**Brano scelto**
- - - -
Scuola ebraica a Berlino. Heinz Galinski Schule di Zvi Hecker

La recente scomparsa dell’architetto Zvi Hecker ci invita a una doverosa riflessione sul suo più importante lavoro. Ha scritto “Un vero artista fa solo ciò che non conosce, e ciò deve essere fatto in modo molto preciso”

Negli anni Novanta dello scorso secolo, nella Germania che stava ancora facendo i conti con il proprio passato e che aveva appena intrapreso il processo di riunificazione dopo la caduta del Muro di Berlino, l’architetto Zvi Hecker (1931-2023) realizzò una scuola nella capitale tedesca, innovativa tanto nell’impianto spaziale che nel sistema pedagogico. Fu la prima scuola ebraica costruita dopo la guerra. Bruno Zevi la considerò un capolavoro e affidò a Maria Bottero la stesura di un volume nella Universale di Architettura. 

La realizzazione del progetto (completatasi nel 1995, nella Waldschulallee a Charlottenburg, sul confine nord della foresta di Grunewald) durò quattro anni. Otto quaderni ricchissimi di appunti, di disegni dalle forti tinte, di vedute prospettiche e assonometriche, mostrano le metamorfosi dell’opera: il susseguirsi di pensieri con un gioco labirintico di informazioni e variazioni.
- - - -
**Da svolgere**
Per favore, traduci in inglese questa frase del brano sulla scuola di Zvi Hecker: «Fu la prima scuola ebraica costruita dopo la guerra.»
- - - -
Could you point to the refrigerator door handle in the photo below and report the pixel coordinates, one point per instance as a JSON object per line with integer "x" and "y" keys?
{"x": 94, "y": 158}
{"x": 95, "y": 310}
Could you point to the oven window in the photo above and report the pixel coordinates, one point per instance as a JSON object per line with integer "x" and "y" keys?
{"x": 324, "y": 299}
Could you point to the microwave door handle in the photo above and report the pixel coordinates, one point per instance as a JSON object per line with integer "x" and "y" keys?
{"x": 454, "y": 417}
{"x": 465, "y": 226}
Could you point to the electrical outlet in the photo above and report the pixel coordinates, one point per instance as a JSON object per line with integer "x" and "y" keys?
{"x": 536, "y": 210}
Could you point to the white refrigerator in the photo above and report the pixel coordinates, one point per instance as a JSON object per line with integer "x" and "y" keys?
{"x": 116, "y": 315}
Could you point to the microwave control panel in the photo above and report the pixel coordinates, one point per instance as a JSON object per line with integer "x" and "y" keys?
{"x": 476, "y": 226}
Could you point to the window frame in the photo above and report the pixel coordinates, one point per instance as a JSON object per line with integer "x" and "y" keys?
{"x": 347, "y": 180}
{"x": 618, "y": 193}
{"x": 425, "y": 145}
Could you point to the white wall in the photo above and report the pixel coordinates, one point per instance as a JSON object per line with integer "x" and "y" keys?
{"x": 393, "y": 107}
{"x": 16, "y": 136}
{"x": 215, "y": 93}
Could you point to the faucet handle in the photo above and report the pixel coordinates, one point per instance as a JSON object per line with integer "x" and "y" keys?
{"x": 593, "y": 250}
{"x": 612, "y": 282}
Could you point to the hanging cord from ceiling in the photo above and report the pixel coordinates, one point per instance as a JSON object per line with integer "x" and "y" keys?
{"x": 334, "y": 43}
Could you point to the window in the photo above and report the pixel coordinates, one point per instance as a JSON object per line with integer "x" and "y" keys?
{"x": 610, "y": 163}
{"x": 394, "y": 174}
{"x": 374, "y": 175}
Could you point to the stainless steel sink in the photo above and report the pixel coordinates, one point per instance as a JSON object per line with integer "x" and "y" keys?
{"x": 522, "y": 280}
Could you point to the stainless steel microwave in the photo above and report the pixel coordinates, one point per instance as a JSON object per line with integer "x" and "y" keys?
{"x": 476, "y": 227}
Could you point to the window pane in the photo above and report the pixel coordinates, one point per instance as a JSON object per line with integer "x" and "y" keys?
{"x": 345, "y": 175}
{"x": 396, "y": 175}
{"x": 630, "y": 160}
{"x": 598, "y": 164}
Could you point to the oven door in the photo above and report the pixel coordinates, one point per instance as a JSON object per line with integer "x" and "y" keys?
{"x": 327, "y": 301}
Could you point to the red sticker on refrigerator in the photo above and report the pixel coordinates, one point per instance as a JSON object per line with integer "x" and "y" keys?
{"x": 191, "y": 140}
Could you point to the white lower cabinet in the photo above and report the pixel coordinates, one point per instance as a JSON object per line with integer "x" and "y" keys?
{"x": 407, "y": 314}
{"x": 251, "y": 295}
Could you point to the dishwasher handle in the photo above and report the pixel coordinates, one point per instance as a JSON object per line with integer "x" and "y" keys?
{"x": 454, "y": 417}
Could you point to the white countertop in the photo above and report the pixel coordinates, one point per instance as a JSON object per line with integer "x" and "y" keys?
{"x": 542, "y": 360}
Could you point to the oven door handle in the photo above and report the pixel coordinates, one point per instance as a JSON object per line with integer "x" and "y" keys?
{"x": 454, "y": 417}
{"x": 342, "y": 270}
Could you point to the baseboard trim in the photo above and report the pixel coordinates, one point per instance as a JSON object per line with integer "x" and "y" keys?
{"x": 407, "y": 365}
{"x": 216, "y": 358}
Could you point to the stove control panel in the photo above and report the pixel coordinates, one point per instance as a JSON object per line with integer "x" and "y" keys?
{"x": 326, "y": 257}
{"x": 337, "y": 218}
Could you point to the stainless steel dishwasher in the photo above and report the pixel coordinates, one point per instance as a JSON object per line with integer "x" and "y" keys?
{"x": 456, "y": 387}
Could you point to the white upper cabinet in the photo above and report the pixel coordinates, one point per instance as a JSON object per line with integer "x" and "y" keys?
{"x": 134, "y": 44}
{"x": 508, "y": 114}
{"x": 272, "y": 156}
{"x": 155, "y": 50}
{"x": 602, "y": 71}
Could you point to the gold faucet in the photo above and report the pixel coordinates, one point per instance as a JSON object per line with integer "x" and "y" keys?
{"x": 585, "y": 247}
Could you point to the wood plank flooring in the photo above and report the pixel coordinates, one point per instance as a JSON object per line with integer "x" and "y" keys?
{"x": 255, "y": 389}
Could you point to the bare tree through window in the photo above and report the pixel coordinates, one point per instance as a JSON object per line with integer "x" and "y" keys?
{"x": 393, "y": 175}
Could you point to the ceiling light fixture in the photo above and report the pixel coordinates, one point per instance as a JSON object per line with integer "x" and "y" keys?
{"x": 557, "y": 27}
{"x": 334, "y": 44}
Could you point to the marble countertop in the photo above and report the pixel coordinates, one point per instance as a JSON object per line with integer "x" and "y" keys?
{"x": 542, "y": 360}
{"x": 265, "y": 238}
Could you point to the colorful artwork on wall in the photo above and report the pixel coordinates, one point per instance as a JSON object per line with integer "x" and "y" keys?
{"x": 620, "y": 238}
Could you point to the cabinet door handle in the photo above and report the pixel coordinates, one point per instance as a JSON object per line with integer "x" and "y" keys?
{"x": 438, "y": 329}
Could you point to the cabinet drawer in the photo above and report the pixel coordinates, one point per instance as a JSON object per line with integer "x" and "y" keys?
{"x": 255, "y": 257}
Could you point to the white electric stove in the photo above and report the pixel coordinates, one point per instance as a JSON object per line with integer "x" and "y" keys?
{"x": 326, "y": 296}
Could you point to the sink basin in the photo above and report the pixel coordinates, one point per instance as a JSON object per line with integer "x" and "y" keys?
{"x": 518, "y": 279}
- - - -
**Risposta**
It was the first Jewish school built after the war.